----- Geciteerde passage -----
ECLI:NL:RBNNE:2021:1593

Rechtbank Noord-Nederland

Datum uitspraak
26 april 2021
Publicatiedatum
26 april 2021
Zaaknummer
C/18/204802 / KG ZA 21-54
Instantie
Rechtbank Noord-Nederland
Type
Uitspraak
Procedures
  • Kort geding
Vindplaatsen
  • Rechtspraak.nl
AI samenvatting door LexboostAutomatisch gegenereerd

Kort geding over straat- en contactverbod in familiekwestie met minderjarige

In deze zaak heeft de voorzieningenrechter van de Rechtbank Noord-Nederland op 26 april 2021 uitspraak gedaan in een kort geding tussen een moeder, eiseres, en haar vader, gedaagde, over een straat- en contactverbod. Eiseres, die het eenhoofdig gezag heeft over haar minderjarige zoon, vorderde dat gedaagde, de grootvader van de minderjarige, zich gedurende een jaar niet in de nabijheid van haar woning mocht begeven en geen contact mocht opnemen met haar of de minderjarige. De moeder vreesde voor de veiligheid van haar kind en had eerder al geprobeerd het contact tussen gedaagde en de minderjarige te beperken. De voorzieningenrechter oordeelde dat gedaagde stelselmatig inbreuk maakte op de persoonlijke levenssfeer van eiseres en de minderjarige, en dat zijn gedrag onacceptabel was. De rechter wees de vorderingen van eiseres toe, inclusief een dwangsom van € 250,- per overtreding, met een maximum van € 10.000,-. Tevens werd gedaagde veroordeeld in de proceskosten van eiseres, die op € 689,01 werden begroot. Het vonnis is uitvoerbaar bij voorraad.
----- Vastgelegde gegevens -----
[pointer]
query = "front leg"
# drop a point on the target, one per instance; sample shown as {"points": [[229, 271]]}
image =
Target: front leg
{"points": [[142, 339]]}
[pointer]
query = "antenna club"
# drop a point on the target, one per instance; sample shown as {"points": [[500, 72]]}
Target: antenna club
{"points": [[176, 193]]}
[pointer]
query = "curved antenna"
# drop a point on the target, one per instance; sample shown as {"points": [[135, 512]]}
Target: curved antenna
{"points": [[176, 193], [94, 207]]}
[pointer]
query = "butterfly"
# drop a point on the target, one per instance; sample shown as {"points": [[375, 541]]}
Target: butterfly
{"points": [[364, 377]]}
-----
----- Vastgelegde gegevens -----
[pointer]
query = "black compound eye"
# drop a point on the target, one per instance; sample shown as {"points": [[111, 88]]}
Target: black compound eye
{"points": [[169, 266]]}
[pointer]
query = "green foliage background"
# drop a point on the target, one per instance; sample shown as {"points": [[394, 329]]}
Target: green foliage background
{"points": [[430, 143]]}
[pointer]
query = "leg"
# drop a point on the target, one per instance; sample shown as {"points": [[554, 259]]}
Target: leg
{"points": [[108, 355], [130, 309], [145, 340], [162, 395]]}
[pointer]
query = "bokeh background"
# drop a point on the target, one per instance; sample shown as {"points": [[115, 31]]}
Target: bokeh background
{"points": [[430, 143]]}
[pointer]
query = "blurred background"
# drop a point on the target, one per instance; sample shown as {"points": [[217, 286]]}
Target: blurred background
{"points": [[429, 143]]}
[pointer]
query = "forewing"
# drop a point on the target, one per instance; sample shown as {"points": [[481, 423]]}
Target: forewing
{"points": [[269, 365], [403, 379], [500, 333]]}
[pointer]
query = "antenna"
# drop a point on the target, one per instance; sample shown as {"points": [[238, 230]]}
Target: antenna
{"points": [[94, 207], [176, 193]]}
-----
_Opdrachten:_
1/ Op welk bedrag zijn de proceskosten van eiseres begroot in de uitspraak over het straat- en contactverbod?
2/ Ga verder met de uitspraak over het straat- en contactverbod, te beginnen na de laatste zin.

_Antwoorden per opdracht:_
1/ Op € 689,01.

2/
Uitspraak

RECHTBANK NOORD-NEDERLAND

Afdeling Privaatrecht
Locatie Groningen
Kort-gedingnummer: C/18/204802 / KG ZA 21-54
Vonnis van 26 april 2021van de voorzieningenrechter in kort-geding
inzake
[eiseres],
tevens handelende in haar hoedanigheid van ouder/wettelijke
vertegenwoordiger van
[de minderjarige] ,
hierna ook te noemen eiseres,
wonende te [woonplaats 1] ,
advocaat: mr. M.S. Scheffers, kantoorhoudende te Hoogezand,
tegen
[gedaagde],
wonende te [woonplaats 2] ,
hierna ook te noemen gedaagde,
advocaat: mr. K.S. Lindeman, kantoorhoudende te Tolbert.

1.Procesverloop

1.1.
Het procesverloop blijkt uit de dagvaarding van eiseres.
1.2.
Op 9 april 2021 heeft de rechtbank aanvullende stukken namens eiseres ontvangen.
1.3.
Op 12 april 2021 is de zaak mondeling behandeld. Daarbij zijn verschenen en gehoord eiseres en gedaagde, bijgestaan door hun advocaten. Mr. Lindeman heeft op de zitting een pleitnotitie overgelegd.
1.4.
Ten slotte is vonnis bepaald.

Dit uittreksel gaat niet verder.